==== Document excerpt ====

With this criterion in hand, we can try to find the best K-factor. Using data from the English premier league as an example I applied the ratings on the match results from the January 1st 2010 to the end of the 2014-15 season, a total of 2048 matches. I tried it with different values of the K-factor between 7 and 25, in 0.1 increments. Then plotting the average squared error against the K-factor we see that 18.5 is the best K-factor.

bestk185

The K-factor I have found here is, however, probably a bit too large. In this experiment I initialized the ratings for all teams to 1500. This includes the teams that was promoted from the Championship. A more realistic rating system would initialize these teams with a lower rating, perhaps be given the ratings from the relegated teams.

We can of course us this strategy to also find the best adjustment for the home field advantage. The simple way to add the home field advantage is to add some additional points to the ratings for the home team. Here I have used the same number of points in all matches across all season, but different strategies are possible. To find the optimal home field advantage I applied the Elo ratings with K=18.5, using different home field advantages.

besthfa683

From this plot we see that an additional 68.3 points is the optimal amount to add to the rating for the home team.

====

Written request A: List each distinct number written with a decimal point in the K-factor passage above.

==== Task data ====

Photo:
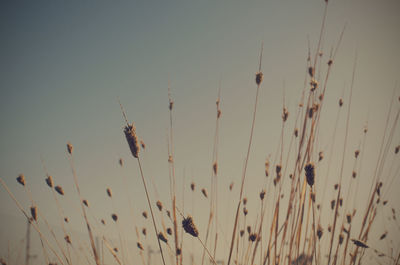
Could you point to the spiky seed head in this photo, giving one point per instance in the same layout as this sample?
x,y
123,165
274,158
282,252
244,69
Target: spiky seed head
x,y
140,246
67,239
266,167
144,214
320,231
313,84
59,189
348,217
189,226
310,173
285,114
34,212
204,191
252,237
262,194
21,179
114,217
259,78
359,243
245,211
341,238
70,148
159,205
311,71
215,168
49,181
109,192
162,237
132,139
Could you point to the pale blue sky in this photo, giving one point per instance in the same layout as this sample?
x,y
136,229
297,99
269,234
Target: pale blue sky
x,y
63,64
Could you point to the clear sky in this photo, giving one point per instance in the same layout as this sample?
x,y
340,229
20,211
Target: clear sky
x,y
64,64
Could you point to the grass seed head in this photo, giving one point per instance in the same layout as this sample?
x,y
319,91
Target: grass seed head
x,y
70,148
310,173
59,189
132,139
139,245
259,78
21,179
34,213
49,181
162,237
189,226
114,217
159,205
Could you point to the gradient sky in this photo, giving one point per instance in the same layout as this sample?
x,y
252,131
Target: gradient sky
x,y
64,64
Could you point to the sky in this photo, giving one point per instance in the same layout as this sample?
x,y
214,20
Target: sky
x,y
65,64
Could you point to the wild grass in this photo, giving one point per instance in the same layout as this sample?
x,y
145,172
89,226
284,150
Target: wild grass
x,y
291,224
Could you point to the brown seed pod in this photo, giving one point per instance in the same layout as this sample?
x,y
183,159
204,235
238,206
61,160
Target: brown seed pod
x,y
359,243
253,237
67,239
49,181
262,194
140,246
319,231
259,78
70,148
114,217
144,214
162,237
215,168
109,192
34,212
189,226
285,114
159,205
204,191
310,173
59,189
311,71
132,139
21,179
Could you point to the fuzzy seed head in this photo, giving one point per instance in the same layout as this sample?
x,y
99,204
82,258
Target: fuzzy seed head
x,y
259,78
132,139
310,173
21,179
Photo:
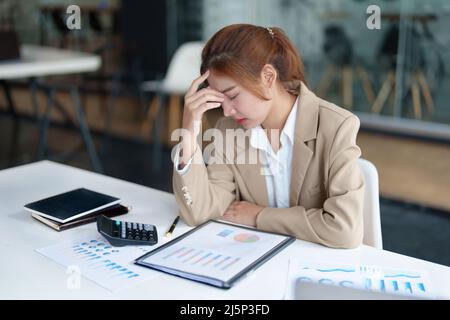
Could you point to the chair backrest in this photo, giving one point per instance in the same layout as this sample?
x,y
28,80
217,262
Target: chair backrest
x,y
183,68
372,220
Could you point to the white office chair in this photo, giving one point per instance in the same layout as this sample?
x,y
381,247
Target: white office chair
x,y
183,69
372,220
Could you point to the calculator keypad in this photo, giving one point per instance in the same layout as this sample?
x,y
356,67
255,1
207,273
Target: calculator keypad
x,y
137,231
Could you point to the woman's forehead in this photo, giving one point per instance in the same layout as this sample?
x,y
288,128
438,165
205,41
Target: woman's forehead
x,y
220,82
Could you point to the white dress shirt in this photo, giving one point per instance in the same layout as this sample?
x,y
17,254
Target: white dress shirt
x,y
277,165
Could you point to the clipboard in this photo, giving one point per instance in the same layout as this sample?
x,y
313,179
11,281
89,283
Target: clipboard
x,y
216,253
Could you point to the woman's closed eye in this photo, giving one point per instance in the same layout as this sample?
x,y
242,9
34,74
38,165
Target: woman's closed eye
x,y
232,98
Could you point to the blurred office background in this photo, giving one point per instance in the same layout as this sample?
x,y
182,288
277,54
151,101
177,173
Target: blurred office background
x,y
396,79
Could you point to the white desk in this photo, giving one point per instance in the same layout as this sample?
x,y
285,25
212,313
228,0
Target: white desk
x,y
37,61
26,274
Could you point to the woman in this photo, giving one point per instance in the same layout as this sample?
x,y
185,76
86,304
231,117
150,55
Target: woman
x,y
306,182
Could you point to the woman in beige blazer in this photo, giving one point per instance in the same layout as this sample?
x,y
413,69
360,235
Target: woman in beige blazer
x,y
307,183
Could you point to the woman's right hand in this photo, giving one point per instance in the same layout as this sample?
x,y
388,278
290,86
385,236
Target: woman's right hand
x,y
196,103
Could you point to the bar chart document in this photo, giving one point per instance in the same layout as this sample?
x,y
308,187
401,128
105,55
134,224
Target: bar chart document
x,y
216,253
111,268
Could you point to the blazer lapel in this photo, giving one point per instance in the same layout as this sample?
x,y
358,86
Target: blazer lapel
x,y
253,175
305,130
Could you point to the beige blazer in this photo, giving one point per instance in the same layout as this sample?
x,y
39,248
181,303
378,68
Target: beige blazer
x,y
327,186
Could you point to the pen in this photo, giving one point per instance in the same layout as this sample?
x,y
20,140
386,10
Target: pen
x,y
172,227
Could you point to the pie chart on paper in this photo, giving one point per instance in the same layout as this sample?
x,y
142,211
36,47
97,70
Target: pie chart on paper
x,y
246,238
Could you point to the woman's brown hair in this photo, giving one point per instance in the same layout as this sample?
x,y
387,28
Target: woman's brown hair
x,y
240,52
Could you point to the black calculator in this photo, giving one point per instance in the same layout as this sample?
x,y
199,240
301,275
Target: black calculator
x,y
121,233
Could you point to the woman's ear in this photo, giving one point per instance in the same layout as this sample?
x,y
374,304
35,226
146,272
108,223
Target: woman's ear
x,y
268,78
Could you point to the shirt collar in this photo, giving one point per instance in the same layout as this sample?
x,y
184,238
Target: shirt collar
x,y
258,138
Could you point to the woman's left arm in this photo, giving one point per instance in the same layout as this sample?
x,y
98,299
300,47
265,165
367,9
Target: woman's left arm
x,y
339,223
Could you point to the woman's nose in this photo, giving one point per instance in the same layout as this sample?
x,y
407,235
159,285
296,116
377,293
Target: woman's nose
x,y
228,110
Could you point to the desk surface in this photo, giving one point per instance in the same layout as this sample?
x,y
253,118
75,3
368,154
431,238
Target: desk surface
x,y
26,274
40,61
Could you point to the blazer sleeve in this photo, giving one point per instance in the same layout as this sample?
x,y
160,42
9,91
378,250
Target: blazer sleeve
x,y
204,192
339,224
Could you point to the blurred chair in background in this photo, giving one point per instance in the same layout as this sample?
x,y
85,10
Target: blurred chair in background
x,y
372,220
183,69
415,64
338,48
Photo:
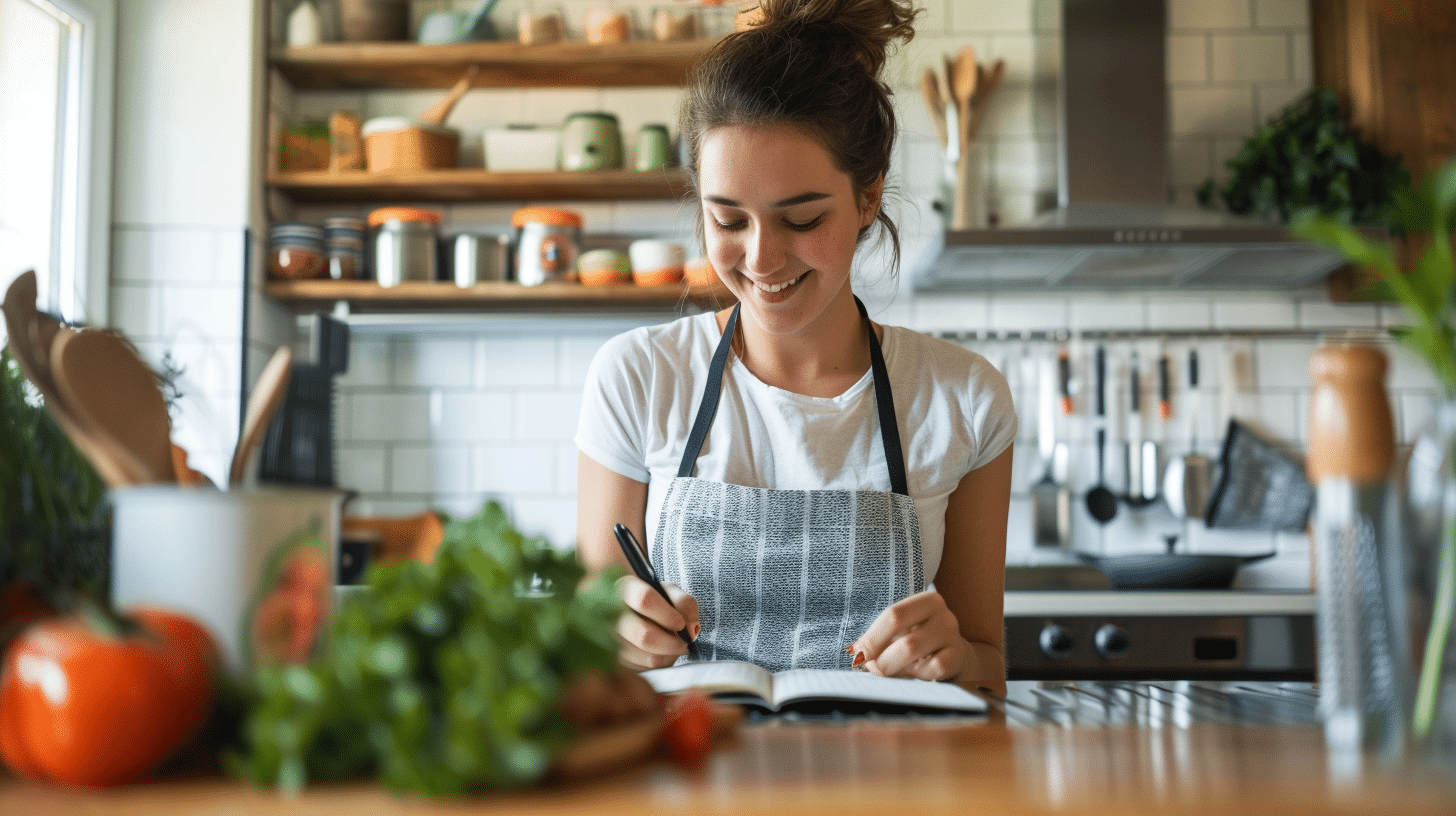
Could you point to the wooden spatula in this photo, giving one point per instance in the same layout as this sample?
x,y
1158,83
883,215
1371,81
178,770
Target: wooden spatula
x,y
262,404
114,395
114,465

====

Written request B: Select every line of the rows that contains the word "desk".

Correct output A: 0.1, 18.5, 68.3

Correct output B:
Could you point to the white desk in this photo, giving one point per instance in the same layout as this sample?
Target: white desk
Could you point to the desk surface in this photo, giving one point per instance in the same layout as this sample?
Target: desk surface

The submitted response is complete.